#### YOUR INSTRUCTIONS
Update the data from the line containing "Report one dot per instance of the triangular" up to and including the line containing "Report one dot per instance of the small" by replacing "stone balcony" with "stone terrace", leaving all else unchanged.

-- DATA SUPPLIED start --

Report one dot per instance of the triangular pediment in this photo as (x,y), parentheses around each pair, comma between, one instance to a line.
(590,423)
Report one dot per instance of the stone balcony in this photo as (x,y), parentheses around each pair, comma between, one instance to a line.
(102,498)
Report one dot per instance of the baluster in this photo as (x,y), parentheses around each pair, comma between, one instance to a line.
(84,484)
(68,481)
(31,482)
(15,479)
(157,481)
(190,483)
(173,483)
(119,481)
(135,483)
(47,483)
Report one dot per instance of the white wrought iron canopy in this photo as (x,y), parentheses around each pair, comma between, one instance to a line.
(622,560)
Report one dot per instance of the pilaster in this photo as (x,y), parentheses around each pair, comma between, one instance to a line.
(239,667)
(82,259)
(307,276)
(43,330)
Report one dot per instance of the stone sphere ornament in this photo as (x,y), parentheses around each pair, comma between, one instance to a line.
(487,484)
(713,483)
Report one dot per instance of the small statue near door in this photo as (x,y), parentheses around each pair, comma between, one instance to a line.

-- DATA SUPPLIED end --
-- DATA SUPPLIED start --

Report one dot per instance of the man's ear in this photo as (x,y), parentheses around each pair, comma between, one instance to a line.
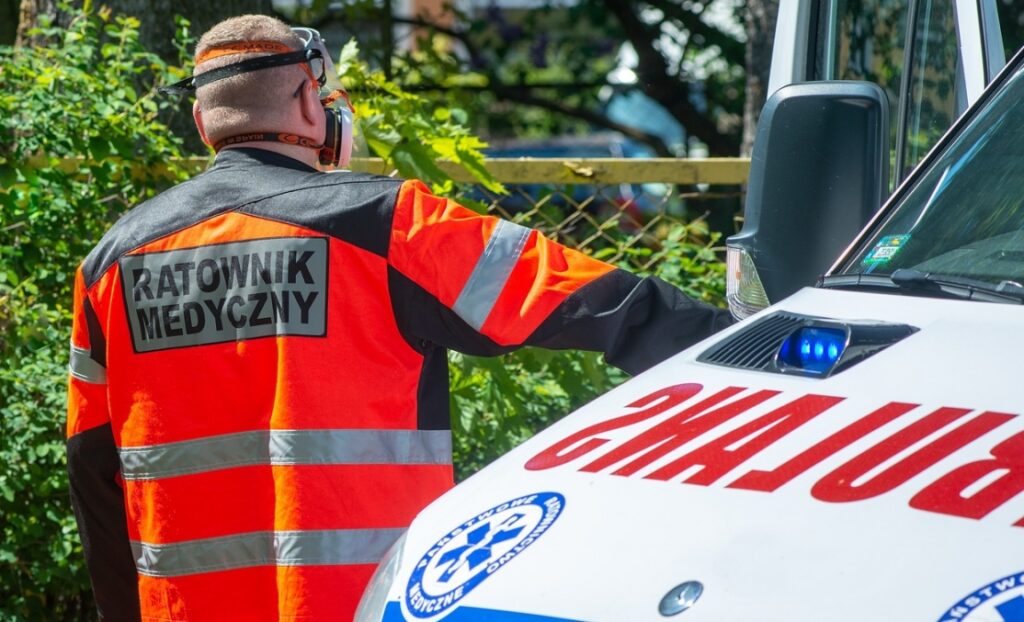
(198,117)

-- DATA SUPPLIED end --

#### EXERCISE OUTPUT
Report one dot per instance of the triangular pediment in this photo as (x,y), parentheses around each pair, comma between, one instance to a line.
(590,423)
Report one dot per instance of the stone terrace in this photo as (x,y), parentheses around each pair, comma between, one instance to a line.
(102,498)
Report one dot per instance of the baluster in this photo as (x,y), parentheses around each pair, comma between, one instance to a line.
(84,484)
(68,481)
(31,482)
(15,479)
(157,481)
(190,483)
(173,483)
(119,481)
(135,483)
(47,483)
Report one dot per instance of the white wrought iron canopy in this photo as (x,y), parentheses around each pair, comma between, one instance to a line.
(622,560)
Report one dot per instance of the pilaster in this photo as (x,y), parentheses around each pair, comma between, one instance to a line.
(239,667)
(82,259)
(307,276)
(43,330)
Report one dot per instance of the stone sphere ornament in this photo as (x,y), parentheses around each pair, comma between, one instance to a line.
(487,484)
(713,483)
Report one dot per instance of the small statue near door in this photo as (x,y), parentheses around each pair, comma between, one instance to a line.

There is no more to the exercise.